#### Records provided:
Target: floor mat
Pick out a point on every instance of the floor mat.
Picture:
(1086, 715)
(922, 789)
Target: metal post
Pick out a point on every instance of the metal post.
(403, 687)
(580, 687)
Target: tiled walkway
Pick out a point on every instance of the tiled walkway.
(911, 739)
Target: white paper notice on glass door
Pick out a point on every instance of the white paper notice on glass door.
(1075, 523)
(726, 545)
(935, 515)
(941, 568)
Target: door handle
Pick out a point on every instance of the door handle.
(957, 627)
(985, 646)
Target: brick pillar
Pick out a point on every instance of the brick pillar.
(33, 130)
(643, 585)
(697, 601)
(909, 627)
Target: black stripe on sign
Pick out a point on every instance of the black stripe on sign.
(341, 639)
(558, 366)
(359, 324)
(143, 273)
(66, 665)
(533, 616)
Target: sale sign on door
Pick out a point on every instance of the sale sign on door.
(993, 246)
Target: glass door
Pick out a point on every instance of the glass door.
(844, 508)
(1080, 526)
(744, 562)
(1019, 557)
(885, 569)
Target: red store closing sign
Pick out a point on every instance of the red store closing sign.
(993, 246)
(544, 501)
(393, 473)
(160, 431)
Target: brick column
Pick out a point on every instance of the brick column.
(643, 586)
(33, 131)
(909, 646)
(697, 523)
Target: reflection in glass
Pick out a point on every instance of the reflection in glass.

#### Task instructions:
Copy the entries word for word, starting at the line holding "Target: tiled walkway" and continuing through the last entry, both ends included.

#### Solution for this exercise:
Target: tiled walkway
Pick out a point on every instance of the tiled walkway.
(911, 739)
Target: white paper notice on glass door
Pick out a point on every instance of the white paper notice on glass door.
(1075, 523)
(726, 545)
(935, 515)
(941, 568)
Target: door handle
Pick out a point on every instance of the door handle.
(957, 627)
(985, 646)
Target: brick pillar
Pick out a point on every instance of the brick pillar.
(33, 130)
(643, 585)
(697, 601)
(909, 627)
Target: black stripe on sign
Pick out a point on every instance of the black stripe on sign.
(341, 639)
(558, 366)
(359, 324)
(143, 273)
(66, 665)
(533, 616)
Target: sale sign on door
Pick out a point on every instance of the sale sign on door.
(993, 246)
Target: glass door
Pick out a point on every instance of the glass door.
(844, 508)
(1080, 526)
(744, 562)
(1019, 557)
(885, 569)
Target: red store closing sign
Pick out a point on every instance of the red store closing sign.
(993, 246)
(544, 501)
(393, 473)
(160, 431)
Target: brick column
Pick out a point on every instance of the brick column.
(643, 586)
(33, 131)
(909, 646)
(697, 523)
Target: reflection in glass
Pick out a point on every instance of the reflection in glass.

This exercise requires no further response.